- [RECORD EXTRACTS]:
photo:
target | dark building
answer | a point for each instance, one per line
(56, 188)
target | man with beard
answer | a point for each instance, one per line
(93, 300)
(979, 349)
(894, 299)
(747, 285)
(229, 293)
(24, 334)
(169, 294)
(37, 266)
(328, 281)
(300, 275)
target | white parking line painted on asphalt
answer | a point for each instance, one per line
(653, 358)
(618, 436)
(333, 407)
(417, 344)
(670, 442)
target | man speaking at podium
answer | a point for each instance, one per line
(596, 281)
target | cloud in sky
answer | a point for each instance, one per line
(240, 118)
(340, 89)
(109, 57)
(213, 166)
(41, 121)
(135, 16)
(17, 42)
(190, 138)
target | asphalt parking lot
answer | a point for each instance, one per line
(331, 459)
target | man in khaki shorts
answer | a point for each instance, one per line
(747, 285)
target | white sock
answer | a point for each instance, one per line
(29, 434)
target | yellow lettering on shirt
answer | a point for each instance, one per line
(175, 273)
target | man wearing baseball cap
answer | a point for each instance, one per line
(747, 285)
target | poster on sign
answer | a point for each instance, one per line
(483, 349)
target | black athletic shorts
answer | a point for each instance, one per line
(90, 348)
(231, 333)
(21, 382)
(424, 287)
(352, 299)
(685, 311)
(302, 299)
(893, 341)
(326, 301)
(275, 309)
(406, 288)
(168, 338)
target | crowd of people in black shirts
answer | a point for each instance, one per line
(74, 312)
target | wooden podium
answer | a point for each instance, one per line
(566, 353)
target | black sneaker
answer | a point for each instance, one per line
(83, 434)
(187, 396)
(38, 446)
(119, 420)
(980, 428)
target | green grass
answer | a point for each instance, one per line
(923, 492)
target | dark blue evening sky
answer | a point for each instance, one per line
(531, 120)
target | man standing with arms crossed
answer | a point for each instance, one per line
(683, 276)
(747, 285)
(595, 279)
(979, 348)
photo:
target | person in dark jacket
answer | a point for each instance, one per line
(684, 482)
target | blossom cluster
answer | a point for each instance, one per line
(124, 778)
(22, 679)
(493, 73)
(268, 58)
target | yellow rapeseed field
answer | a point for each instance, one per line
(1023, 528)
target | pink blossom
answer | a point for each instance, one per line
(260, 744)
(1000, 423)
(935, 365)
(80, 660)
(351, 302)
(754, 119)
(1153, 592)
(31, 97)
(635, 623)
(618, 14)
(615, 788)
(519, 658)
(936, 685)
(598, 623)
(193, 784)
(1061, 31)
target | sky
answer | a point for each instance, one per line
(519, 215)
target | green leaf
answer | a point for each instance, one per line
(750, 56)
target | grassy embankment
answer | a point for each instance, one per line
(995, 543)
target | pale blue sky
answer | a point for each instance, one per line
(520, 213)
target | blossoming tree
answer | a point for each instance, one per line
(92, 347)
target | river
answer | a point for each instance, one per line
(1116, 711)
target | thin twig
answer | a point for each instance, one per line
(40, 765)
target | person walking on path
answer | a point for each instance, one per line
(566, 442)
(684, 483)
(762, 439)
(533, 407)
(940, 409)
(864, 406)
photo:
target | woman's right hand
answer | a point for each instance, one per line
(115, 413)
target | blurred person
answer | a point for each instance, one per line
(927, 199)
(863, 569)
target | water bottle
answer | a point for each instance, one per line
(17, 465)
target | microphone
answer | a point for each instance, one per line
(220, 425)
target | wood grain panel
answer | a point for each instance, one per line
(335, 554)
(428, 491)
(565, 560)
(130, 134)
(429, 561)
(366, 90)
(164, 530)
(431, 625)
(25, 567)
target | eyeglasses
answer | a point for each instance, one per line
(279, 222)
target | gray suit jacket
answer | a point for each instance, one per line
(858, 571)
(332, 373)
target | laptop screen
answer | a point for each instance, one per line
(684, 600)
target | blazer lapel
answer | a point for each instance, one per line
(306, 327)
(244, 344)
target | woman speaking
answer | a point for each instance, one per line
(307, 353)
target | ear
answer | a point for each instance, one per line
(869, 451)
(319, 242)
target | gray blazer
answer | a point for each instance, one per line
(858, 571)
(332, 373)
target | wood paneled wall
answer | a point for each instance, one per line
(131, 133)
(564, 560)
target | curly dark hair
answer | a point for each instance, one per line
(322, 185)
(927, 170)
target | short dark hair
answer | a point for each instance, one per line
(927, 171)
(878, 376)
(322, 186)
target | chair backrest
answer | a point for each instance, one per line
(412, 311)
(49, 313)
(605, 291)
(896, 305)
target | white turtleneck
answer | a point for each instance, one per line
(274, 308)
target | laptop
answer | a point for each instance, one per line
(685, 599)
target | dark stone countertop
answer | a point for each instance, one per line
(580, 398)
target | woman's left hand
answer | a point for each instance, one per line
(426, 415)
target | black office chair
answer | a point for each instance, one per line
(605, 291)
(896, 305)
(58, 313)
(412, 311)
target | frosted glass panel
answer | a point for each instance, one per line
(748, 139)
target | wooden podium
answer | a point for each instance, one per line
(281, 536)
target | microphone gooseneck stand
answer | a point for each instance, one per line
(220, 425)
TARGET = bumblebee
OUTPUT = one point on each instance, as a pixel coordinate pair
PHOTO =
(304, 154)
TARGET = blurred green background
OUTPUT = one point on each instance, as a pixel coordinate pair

- [WHAT THE TASK REQUIRES]: Print the line with "target | frosted glass panel" and every line after it in the entries above, exactly as written. Leave out all other lines.

- [TASK SOLUTION]:
target | frosted glass panel
answer | a point for each instance, one per line
(748, 139)
target | wooden podium
answer | a point for each instance, one per line
(281, 536)
target | microphone gooseneck stand
answer | a point for each instance, one per line
(220, 425)
TARGET = bumblebee
OUTPUT = one point on each instance, as a pixel coordinate pair
PHOTO =
(304, 154)
TARGET = blurred green background
OUTPUT = one point on each instance, as a pixel coordinate pair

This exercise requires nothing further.